Rewrite the data below from its start through the line containing "[(74, 196)]", swapping every "Marks" for "Points" and keeping everything else the same. Leave the pictures out of your answer.

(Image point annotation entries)

____________________

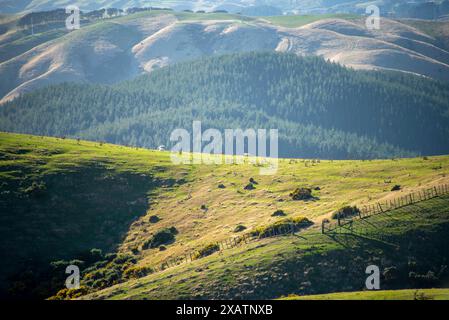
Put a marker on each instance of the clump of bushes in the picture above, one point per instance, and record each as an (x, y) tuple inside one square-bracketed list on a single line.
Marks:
[(279, 213), (250, 186), (282, 226), (162, 237), (346, 212), (68, 294), (251, 180), (37, 189), (207, 251), (137, 272), (302, 194), (239, 228)]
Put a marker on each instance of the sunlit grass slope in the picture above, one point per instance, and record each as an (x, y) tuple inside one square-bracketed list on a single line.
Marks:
[(60, 197)]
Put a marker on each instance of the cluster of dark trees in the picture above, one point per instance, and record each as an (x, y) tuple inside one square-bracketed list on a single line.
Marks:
[(321, 109)]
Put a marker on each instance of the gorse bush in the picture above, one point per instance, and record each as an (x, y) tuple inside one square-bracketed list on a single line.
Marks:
[(391, 115), (302, 194), (207, 251), (137, 272), (162, 237), (346, 212)]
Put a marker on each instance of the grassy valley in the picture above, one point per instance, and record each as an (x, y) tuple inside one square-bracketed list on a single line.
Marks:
[(74, 196)]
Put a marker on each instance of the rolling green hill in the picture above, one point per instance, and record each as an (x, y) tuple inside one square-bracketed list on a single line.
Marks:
[(61, 198), (321, 109)]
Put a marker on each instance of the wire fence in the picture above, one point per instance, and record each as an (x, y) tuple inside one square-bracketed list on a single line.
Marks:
[(340, 225)]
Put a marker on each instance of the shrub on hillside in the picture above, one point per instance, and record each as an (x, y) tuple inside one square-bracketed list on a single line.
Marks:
[(137, 272), (279, 213), (282, 226), (302, 194), (207, 251), (346, 212), (162, 237), (37, 189), (239, 228)]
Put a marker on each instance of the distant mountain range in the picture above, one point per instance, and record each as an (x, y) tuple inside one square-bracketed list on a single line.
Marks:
[(36, 50), (320, 109), (398, 8)]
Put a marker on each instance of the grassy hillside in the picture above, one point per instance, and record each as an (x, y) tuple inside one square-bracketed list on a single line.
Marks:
[(415, 294), (62, 198), (59, 199), (409, 245)]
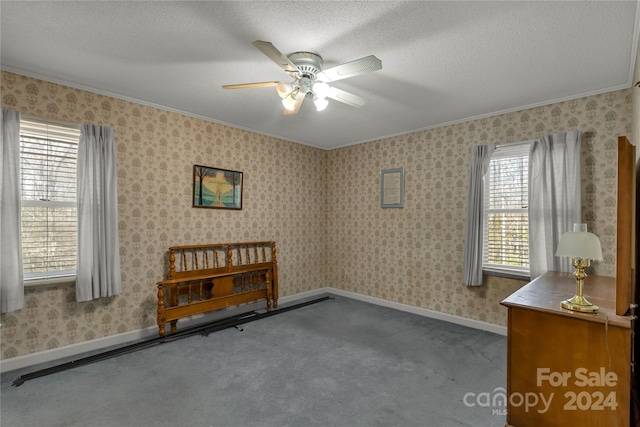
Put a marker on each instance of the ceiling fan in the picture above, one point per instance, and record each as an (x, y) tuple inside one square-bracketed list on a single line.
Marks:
[(310, 80)]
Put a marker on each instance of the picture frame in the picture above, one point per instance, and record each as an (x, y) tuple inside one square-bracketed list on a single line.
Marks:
[(392, 188), (216, 188)]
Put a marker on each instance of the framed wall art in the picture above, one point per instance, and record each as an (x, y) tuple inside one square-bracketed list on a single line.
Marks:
[(216, 188), (392, 188)]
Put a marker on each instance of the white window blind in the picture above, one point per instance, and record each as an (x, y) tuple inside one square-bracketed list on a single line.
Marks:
[(48, 154), (506, 220)]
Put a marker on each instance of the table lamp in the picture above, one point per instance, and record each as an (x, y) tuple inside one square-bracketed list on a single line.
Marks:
[(581, 246)]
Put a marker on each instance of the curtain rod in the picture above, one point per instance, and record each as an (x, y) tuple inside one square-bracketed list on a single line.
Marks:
[(516, 143)]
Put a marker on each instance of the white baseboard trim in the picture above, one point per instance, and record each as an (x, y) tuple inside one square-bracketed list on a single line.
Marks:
[(152, 331)]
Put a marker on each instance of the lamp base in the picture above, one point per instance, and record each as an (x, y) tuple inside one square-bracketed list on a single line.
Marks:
[(580, 303)]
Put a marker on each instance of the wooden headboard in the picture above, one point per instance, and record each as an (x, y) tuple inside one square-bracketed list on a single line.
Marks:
[(209, 277)]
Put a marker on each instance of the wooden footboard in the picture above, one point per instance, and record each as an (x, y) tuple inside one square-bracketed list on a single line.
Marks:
[(211, 277)]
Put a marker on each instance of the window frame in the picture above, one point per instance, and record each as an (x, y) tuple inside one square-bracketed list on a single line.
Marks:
[(48, 278), (516, 149)]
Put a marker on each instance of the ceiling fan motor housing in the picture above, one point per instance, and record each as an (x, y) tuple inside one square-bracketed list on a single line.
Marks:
[(310, 64)]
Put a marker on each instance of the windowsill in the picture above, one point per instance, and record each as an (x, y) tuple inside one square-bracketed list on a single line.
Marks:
[(46, 282), (507, 274)]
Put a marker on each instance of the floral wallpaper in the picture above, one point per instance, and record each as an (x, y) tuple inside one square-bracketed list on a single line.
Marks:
[(283, 200), (414, 255), (328, 233)]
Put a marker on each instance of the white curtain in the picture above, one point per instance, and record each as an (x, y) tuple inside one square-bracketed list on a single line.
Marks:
[(98, 267), (554, 198), (472, 262), (11, 275)]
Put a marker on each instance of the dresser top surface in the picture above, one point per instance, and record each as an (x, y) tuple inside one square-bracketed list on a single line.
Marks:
[(546, 293)]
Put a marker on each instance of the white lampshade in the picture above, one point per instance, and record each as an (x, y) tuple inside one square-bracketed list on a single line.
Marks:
[(579, 243)]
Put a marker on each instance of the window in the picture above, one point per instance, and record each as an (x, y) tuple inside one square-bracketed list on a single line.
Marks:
[(506, 220), (48, 154)]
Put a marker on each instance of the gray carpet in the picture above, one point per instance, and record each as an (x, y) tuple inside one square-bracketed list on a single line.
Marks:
[(339, 362)]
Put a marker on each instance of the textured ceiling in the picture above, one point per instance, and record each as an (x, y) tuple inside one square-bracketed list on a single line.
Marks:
[(443, 62)]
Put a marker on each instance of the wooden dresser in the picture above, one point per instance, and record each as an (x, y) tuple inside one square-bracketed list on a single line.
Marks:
[(566, 368)]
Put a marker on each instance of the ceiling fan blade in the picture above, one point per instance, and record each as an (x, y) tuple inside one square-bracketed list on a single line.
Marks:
[(276, 56), (250, 85), (350, 69), (346, 97), (296, 106)]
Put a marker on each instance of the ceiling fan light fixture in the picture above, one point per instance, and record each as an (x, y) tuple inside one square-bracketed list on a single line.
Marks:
[(321, 103)]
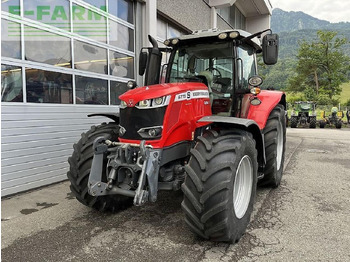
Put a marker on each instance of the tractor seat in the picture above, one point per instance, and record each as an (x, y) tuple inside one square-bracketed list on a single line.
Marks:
[(207, 77)]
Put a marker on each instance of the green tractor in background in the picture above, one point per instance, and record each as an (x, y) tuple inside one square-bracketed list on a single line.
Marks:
[(303, 113), (335, 118)]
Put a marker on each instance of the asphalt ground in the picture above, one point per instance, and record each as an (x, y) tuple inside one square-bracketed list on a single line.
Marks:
[(306, 219)]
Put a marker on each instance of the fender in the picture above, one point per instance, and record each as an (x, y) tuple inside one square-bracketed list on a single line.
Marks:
[(113, 116), (244, 124), (269, 99)]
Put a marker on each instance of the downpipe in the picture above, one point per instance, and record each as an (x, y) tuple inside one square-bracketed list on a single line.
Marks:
[(148, 160)]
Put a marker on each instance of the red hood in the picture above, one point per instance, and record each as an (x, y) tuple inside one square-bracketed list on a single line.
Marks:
[(154, 91)]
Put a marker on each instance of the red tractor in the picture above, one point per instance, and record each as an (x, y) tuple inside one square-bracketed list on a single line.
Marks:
[(204, 127)]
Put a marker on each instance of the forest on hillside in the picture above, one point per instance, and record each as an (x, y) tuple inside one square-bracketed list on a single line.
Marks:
[(294, 29)]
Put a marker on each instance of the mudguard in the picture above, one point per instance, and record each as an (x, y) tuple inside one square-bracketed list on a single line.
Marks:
[(269, 100), (113, 116), (244, 124)]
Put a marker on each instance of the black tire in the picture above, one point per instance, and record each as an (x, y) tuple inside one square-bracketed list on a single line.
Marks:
[(275, 146), (338, 124), (293, 122), (312, 122), (79, 171), (209, 185)]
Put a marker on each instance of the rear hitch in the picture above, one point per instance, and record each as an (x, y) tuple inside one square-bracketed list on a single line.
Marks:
[(147, 163)]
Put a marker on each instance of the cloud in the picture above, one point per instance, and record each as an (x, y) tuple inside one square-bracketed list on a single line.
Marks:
[(331, 10)]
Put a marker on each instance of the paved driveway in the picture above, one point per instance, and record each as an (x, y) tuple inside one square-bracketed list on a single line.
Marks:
[(306, 219)]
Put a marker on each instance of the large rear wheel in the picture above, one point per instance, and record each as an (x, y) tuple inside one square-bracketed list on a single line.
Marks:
[(293, 122), (275, 145), (80, 164), (312, 122), (220, 186)]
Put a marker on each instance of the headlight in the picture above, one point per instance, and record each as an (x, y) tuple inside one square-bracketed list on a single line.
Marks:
[(158, 101), (153, 103), (144, 103)]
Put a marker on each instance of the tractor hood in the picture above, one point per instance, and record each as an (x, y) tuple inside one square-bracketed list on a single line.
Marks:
[(136, 95)]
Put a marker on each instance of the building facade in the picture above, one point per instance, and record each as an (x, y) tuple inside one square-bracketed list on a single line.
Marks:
[(64, 59)]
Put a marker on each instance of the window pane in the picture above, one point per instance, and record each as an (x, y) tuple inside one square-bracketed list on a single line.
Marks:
[(247, 56), (173, 32), (51, 12), (48, 87), (11, 84), (11, 6), (90, 24), (10, 39), (91, 91), (121, 36), (90, 58), (121, 65), (117, 88), (161, 29), (45, 47), (101, 4), (122, 9)]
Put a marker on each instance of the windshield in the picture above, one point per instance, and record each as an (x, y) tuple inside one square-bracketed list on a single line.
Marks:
[(211, 64), (207, 63)]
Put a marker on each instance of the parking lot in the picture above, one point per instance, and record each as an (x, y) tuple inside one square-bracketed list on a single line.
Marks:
[(306, 219)]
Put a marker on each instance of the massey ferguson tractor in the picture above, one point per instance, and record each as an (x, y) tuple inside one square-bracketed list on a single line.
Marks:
[(204, 126)]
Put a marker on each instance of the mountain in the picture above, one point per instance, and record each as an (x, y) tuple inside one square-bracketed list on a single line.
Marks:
[(282, 21), (293, 28)]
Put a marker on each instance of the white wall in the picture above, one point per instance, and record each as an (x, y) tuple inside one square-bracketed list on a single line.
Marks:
[(258, 23), (37, 139)]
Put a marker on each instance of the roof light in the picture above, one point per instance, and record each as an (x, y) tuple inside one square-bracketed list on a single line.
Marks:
[(234, 34), (255, 90), (174, 41), (222, 36), (255, 81)]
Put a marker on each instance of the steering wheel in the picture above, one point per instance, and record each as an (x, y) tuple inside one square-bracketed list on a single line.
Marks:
[(216, 70)]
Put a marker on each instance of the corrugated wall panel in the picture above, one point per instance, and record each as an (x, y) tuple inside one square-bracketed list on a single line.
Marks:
[(37, 139)]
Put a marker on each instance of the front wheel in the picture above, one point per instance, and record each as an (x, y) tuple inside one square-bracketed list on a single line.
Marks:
[(220, 186), (275, 146), (293, 122), (312, 122), (338, 124), (80, 164)]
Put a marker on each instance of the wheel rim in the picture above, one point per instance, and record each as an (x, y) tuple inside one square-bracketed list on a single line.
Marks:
[(279, 145), (242, 188)]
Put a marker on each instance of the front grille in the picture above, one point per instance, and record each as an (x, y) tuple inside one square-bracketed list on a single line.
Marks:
[(133, 119)]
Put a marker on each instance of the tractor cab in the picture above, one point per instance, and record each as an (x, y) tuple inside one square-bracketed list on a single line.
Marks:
[(203, 127), (225, 61)]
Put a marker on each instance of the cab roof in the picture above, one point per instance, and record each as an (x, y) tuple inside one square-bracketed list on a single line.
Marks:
[(212, 35)]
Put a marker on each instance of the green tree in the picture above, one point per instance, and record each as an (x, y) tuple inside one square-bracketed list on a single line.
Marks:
[(321, 67)]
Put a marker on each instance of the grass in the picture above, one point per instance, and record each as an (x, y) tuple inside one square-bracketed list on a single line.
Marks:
[(345, 94)]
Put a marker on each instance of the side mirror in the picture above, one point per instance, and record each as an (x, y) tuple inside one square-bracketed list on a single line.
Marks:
[(143, 62), (270, 49)]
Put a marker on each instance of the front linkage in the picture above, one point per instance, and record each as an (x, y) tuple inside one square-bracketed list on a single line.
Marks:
[(128, 167)]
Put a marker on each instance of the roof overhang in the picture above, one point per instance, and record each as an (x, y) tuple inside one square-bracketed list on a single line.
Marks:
[(221, 3), (252, 8)]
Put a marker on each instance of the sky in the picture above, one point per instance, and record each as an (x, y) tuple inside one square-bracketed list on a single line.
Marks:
[(330, 10)]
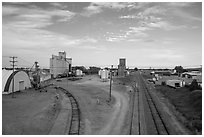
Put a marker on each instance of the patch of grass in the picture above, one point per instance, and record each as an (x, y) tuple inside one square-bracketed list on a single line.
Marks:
[(188, 103)]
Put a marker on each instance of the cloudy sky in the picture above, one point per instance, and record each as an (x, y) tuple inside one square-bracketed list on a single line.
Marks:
[(146, 34)]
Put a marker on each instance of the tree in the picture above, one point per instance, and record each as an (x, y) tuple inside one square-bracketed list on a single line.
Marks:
[(179, 69), (136, 69)]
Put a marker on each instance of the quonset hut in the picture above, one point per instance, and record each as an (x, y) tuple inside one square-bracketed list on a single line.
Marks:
[(21, 81)]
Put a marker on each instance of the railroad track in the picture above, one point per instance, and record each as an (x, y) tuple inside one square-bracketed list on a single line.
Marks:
[(74, 128), (145, 107), (159, 123)]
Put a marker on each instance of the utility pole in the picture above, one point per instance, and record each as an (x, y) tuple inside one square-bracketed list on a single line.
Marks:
[(13, 61), (37, 74), (110, 82)]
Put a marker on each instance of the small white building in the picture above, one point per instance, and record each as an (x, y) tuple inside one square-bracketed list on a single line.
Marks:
[(175, 83), (104, 74), (21, 81), (79, 72), (60, 64)]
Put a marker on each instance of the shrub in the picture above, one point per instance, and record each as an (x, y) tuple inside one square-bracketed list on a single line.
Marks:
[(163, 83), (194, 85)]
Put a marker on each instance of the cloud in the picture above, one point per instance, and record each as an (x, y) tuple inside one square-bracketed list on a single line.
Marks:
[(34, 13), (98, 7), (179, 4), (165, 25), (37, 39), (91, 10)]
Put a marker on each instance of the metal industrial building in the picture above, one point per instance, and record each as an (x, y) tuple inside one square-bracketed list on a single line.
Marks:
[(122, 67), (60, 64), (21, 81)]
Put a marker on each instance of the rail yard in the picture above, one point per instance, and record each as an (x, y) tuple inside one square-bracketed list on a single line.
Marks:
[(134, 108)]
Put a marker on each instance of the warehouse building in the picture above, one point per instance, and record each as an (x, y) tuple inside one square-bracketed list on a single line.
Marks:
[(60, 64), (21, 81)]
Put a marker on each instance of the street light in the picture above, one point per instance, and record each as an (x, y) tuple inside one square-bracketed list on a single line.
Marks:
[(110, 81)]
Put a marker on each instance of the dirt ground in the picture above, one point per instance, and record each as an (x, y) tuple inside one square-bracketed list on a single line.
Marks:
[(34, 112), (29, 113), (99, 118)]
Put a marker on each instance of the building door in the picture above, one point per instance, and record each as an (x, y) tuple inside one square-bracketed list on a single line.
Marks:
[(21, 85)]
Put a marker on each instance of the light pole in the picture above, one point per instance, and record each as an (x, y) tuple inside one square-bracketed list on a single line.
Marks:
[(110, 81)]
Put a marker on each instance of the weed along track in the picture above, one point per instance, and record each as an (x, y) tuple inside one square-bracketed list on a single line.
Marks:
[(159, 123), (146, 117), (74, 128)]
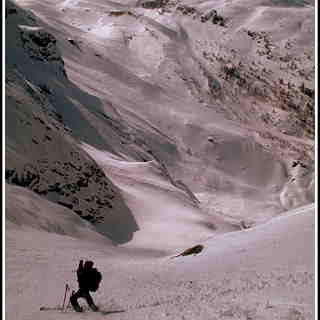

____________________

* **Finished answer**
Put a marker on each instance of the clump of bushes in the picture above, one point per instance, and record each as an (x, y) tuple inside one square-bracketed list on a single line.
Points:
[(279, 213), (250, 186), (282, 226), (162, 237), (346, 212), (68, 294), (251, 180), (37, 189), (207, 251), (137, 272), (302, 194), (239, 228)]
Put a marker on each instance of the sunlit grass slope in the picture above, one point per instance, and record each as an (x, y) tuple inside one square-bracketed list on a single line.
Points:
[(60, 197)]
Put a marker on each instance of the cluster of dark trees in the picture above, one point per instance, and record each as an (x, y) tuple inside one square-bracketed list on a single line.
Points:
[(321, 109)]
Put a marker on each instance of the gorse bush in the picture above, one point per instance, and record each as an (x, y) tuple inside one square-bracketed list on a single line.
Points:
[(391, 115), (302, 194), (207, 251), (137, 272), (162, 237), (346, 212)]
Put a marker on each instance of the grassy valley in the picture above, one point per instance, and record each as an (x, y) tuple inside one square-bracketed list on a single line.
Points:
[(74, 196)]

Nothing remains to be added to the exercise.